> _Consegna 1_: Riscrivi le righe dell'elenco dall'inizio fino alla riga con "box: [16, 285, 134, 362]" compresa, sostituendo "precise" con "accurate" e lasciando invariato tutto il resto. Non includere le immagini nella risposta.

> _Testo_:
Per tredici, eterni minuti la partita non può riprendere, come se la tensione che prima del match aveva sclerotizzato i muscoli dei romanisti non fosse bastata, «perché tutti si aspettavano che vincessimo, ma non c’era nessuna certezza che sarebbe successo - ci ha raccontato uno dei grandi protagonisti di quella cavalcata, Vincent Candela - C’era lo stadio pieno per l’ultimo atto di un campionato tiratissimo, equilibrato e bellissimo. Mancava solo l’ultimo sforzo».

Non esistono aggettivi migliori per descrivere la Serie A 2000/01, quando le “sette sorelle” rendevano impronosticabile l’esito di ogni sfida e impacchettavano una delizia dopo l’altra per gli occhi dei privilegiati tifosi italiani. All’ultima giornata Lazio, Juventus e, appunto, la Roma si trovavano in uno scomodissimo braccetto stretto in tre punti, con la “Magica” in testa e padrona del proprio destino. Un fato, appunto, che in quei tredici minuti metafisici, sospesi tra l’impazienza di festeggiare e una realtà che sul tabellone recitava 3 a 1 per i padroni di casa, stava per giocare uno scherzo terribile.

> _Consegna 2_: Trascrivi senza modifiche la parte del testo sulla Serie A 2000/01 che inizia con le parole "Non esistono aggettivi" e termina con "uno scherzo terribile.".

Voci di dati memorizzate
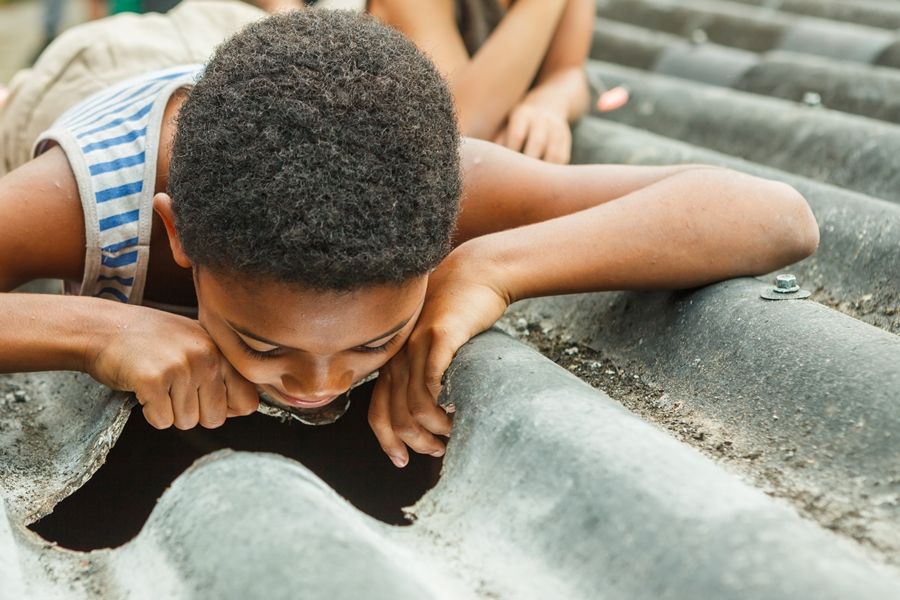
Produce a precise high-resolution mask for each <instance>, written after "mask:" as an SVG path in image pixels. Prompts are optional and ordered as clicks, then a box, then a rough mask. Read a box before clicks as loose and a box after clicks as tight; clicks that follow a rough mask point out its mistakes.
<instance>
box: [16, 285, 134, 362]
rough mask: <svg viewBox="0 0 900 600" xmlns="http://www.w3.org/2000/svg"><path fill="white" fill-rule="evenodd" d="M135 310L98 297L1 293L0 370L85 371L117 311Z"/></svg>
mask: <svg viewBox="0 0 900 600" xmlns="http://www.w3.org/2000/svg"><path fill="white" fill-rule="evenodd" d="M135 309H138V310H140V309H139V307H134V306H126V305H122V304H119V303H116V302H110V301H108V300H101V299H98V298H82V297H74V296H52V295H43V294H10V293H0V372H2V373H18V372H25V371H83V370H85V356H86V354H87V352H88V351H89V349H90V348H92V347H93V345H95V344H96V343H97V342H98V337H99V336H102V335H103V334H104V333H106V332H108V331H109V329H110V328H114V327H115V326H116V325H115V321H116V315H118V314H119V313H120V312H122V311H124V310H135Z"/></svg>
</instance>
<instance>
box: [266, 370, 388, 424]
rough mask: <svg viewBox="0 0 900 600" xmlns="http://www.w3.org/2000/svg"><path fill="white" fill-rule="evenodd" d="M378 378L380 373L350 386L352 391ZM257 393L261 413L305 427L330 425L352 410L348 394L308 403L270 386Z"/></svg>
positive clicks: (316, 400) (308, 401) (303, 400)
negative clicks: (305, 426)
mask: <svg viewBox="0 0 900 600" xmlns="http://www.w3.org/2000/svg"><path fill="white" fill-rule="evenodd" d="M376 377H378V371H375V372H374V373H370V374H369V375H367V376H366V377H364V378H362V379H360V380H359V381H357V382H356V383H354V384H353V385H352V386H350V390H352V389H353V388H355V387H357V386H359V385H362V384H363V383H366V382H368V381H372V380H373V379H375V378H376ZM350 390H348V391H350ZM257 391H258V392H259V397H260V403H259V408H258V411H259V412H261V413H263V414H265V415H268V416H272V417H281V418H286V417H287V418H291V417H292V418H294V419H296V420H298V421H300V422H301V423H304V424H305V425H330V424H331V423H334V422H335V421H337V420H338V419H340V418H341V417H342V416H343V415H344V413H345V412H347V409H348V408H350V395H349V394H347V393H346V392H345V393H344V394H341V395H339V396H333V397H331V398H325V399H323V400H316V401H308V400H304V399H303V398H294V397H293V396H286V395H285V394H282V393H280V392H279V391H278V390H277V389H275V388H272V387H269V386H266V387H265V388H263V387H262V386H259V387H257ZM341 397H343V398H344V400H343V401H341V399H340V398H341Z"/></svg>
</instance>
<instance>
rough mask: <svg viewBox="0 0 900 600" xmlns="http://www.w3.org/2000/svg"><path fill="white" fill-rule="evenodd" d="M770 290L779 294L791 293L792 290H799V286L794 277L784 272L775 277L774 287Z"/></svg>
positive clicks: (796, 281)
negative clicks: (774, 285) (779, 274)
mask: <svg viewBox="0 0 900 600" xmlns="http://www.w3.org/2000/svg"><path fill="white" fill-rule="evenodd" d="M772 291H774V292H778V293H779V294H793V293H794V292H797V291H800V286H799V285H797V278H796V277H794V276H793V275H791V274H789V273H785V274H783V275H777V276H776V277H775V288H774V289H773V290H772Z"/></svg>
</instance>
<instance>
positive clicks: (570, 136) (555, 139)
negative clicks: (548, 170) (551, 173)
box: [544, 125, 572, 165]
mask: <svg viewBox="0 0 900 600" xmlns="http://www.w3.org/2000/svg"><path fill="white" fill-rule="evenodd" d="M571 153H572V132H571V130H570V129H569V126H568V125H564V126H562V127H559V128H558V129H557V130H556V131H555V132H554V135H553V137H552V139H551V140H550V143H549V144H548V145H547V153H546V154H545V155H544V160H546V161H547V162H551V163H555V164H558V165H566V164H569V160H570V159H571Z"/></svg>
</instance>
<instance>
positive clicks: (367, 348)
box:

> _Risposta 1_:
Produce a accurate high-resolution mask for each <instance>, written after "mask:" as an SVG path in image pixels. Prompts are optional and ordered as clicks, then a box, then a rough mask. Read a box before clicks as loose and a box after clicks as tight; clicks that follow a rough mask point out its mistakes.
<instance>
box: [16, 285, 134, 362]

> _Risposta 2_:
Non esistono aggettivi migliori per descrivere la Serie A 2000/01, quando le “sette sorelle” rendevano impronosticabile l’esito di ogni sfida e impacchettavano una delizia dopo l’altra per gli occhi dei privilegiati tifosi italiani. All’ultima giornata Lazio, Juventus e, appunto, la Roma si trovavano in uno scomodissimo braccetto stretto in tre punti, con la “Magica” in testa e padrona del proprio destino. Un fato, appunto, che in quei tredici minuti metafisici, sospesi tra l’impazienza di festeggiare e una realtà che sul tabellone recitava 3 a 1 per i padroni di casa, stava per giocare uno scherzo terribile.